• Document text:
Ko Lanta, Thailand
“If you think adventure is dangerous, try routine; it is lethal.” Aldous Huxley
It’s ironic that Maya Bay, made famous by the movie The Beach for its seclusion, is now so crowded the Thai government are closing it periodically to give it a chance to recover.Thailand has so many islands that offer natural beauty, if you look beyond the fame and package tours and you can find some hidden gems.
Ko Lanta is one such island. Rather than huge crowds of unruly backpackers downing shots, the beaches here attract small groups enjoying chilled drinks and friendly conversation. This is a destination for grown-ups. Loosely putting myself in this category, I flew over for the Christmas holidays to visit my friend Lucy.
A slower pace
Kantiang Bay is a small village packed with family run restaurants, tour operators, scooter rentals and guest houses.
The massage parlours do not require inverted commas, they offer top notch Swedish and Thai massages with a choice of therapeutic oils.
All this is set around a mile long bay of clean sand and calm water. It’s an idyllic village ecosystem you could put in your pocket.
Waking to the sound of tropical birds and the call to prayer, I fell into a morning routine of coffee swinging in a hammock, watching traders and tourists ambling by as I planned my day. For two weeks I did nothing in a hurry.
First, learn the local lingo. Or not…
On the taxi ride from Krabi airport, Lucy attempted to teach me Thai. A small mispronunciation can completely change the meaning of a word, Lucy’s mishaps to date include:
- Beautiful: bad luck (she inadvertently told someone their baby was bad luck)
- Good job: underwear
- She mispronounced the name of a friend’s cat as: boy penis
- ‘Pet’ means spicy, ‘my pet’ means not spicy. Ask to ‘cook my pet’ and you’ll get a plate of non spicy food. Not to be confused with a resident Northerner who calls everyone ‘pet’. I avoided any attempt at Thai for fear of accidentally telling the waitress I wanted to kill her, or her pet.
Adventures by scooter
Scooting across the island I passed scattered wooden shacks and curious monkeys waiting to steal unguarded food from tourists.
Most of the island is dominated by gorgeous rainforest providing crisp, clean air and views of isolated beaches.
Lanta Old Town is a charming strip of old wooden shops and harbour with hazy glimpses of islands to the east. The shops here sell beautiful souvenirs and clothing, well worth a visit.
The main tourist area of Long Bay is an understated strip of small restaurants and guest houses.
The sunsets here are spectacular and attract relaxed, friendly groups spread across the two mile stretch of beach.
A few of us shared a Christmas Day sunset here followed by dinner at Yang restaurant. Set back off the main road down a dirt track, it’s one of the island’s top rated restaurants and deservedly so.

• Available data:
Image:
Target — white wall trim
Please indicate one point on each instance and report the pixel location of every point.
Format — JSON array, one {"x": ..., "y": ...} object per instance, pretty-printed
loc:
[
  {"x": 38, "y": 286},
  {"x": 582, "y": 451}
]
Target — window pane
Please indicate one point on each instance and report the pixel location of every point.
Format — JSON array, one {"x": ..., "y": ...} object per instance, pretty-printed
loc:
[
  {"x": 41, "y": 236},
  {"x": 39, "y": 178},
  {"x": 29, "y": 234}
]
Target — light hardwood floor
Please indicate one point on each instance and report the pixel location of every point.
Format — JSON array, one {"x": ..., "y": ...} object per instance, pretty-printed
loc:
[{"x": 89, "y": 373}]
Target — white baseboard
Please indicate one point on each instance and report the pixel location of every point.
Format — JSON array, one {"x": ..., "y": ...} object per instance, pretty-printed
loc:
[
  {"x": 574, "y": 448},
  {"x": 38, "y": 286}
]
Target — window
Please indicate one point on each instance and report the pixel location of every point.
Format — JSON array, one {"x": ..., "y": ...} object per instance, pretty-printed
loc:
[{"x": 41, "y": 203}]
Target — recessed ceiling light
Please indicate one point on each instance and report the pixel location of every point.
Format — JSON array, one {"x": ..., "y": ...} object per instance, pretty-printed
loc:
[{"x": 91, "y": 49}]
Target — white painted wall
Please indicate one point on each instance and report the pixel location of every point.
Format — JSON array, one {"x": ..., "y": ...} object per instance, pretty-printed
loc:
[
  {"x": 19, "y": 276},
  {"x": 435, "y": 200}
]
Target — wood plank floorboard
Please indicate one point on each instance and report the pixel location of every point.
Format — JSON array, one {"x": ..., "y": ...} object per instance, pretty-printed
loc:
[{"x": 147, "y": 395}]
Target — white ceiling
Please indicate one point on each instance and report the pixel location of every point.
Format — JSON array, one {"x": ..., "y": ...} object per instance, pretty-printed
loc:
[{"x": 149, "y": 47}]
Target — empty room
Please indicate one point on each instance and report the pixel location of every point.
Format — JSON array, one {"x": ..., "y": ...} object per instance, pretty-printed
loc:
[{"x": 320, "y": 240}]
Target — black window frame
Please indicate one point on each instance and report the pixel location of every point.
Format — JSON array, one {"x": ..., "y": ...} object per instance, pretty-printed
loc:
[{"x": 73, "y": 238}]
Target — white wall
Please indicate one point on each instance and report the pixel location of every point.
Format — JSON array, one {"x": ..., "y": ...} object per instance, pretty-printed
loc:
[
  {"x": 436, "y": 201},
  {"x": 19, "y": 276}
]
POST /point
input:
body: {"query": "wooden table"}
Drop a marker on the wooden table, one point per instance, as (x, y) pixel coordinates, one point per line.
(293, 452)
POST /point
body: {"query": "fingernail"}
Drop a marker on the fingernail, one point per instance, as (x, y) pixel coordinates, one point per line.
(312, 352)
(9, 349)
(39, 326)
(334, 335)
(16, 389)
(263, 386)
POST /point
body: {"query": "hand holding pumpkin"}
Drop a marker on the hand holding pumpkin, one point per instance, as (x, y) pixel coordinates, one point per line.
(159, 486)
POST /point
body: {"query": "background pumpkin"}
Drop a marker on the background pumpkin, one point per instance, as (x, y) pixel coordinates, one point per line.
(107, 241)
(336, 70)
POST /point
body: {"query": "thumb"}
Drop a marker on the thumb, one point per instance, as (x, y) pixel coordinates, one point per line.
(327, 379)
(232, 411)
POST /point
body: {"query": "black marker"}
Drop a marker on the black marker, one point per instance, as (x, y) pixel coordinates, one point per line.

• Aim of the exercise:
Write the next part of the Ko Lanta travel text above, picking up right after its last sentence.

• Answer to this task:
For residents of Kantiang Bay, this is considered a night out in the big city.
The wonders of the sea
Ko Lanta is surrounded by beautiful uninhabited islands surrounded by reefs with excellent snorkelling and diving. This is where you’ll find an idyllic island paradise.
Ko Rok is relatively unspoiled although the day trippers created a crowd. I found a quiet spot on the beach to eat my buffet lunch under the shade of a tree and enjoy the view. The reef here offers world class snorkelling with blue starfish, purple clams, numerous fish and masses of hard and soft corals, all in crystal clear water. It was the perfect day out to remember during a cold English winter.
Ko Haa is an archipelago of five small rocky islands jutting out of the sea. The diving here is especially good, If you’re lucky you’ll also see eagle ray, manta ray and whale sharks.
There are several bars in the village open into the early hours, attracting a mix of tourists, locals and expats who collectively create a lively, friendly vibe. Aqua Bar was my favourite, perched on the edge of the beach it’s open to the elements with casual seating, a great view and friendly staff.
Christmas Eve I was honoured with an invite to Lucy’s friends’ hilltop house overlooking Klong Jark beach. Representative of the global expat presence in the village, we enjoyed a Swedish spread for dinner. Above us on the wall was the mounted skin of a 20 foot King Cobra they’d found in the villa the previous year.
We welcomed Christmas day with a midnight skinny dip which brought to life a stunning bioluminescent display. Bright blue-white sparkles lit up in the water around us as we swam. Just breathtaking and the best Christmas gift nature can offer.
New Years on the beach
I rounded off my stay on New Years Eve at the collaborative party held between the beach bars.
Fireworks were followed by fire juggling and a giant sparkler display by the water. There was enough of a crowd to create a great atmosphere but not so much to create a hectic crush. The atmosphere was fantastic and as with the rest of my stay in the village, I felt safe and welcome.
The Krabi region has so much to offer, in hindsight I’d have split my time with another location. However, I can see why so many expats have made this friendly community home, far from the stresses and clutter of western life.
If you’re looking to unwind and enjoy great food, hospitality and island hopping away from the madding crowd, this little treasure of a village is really worth a visit.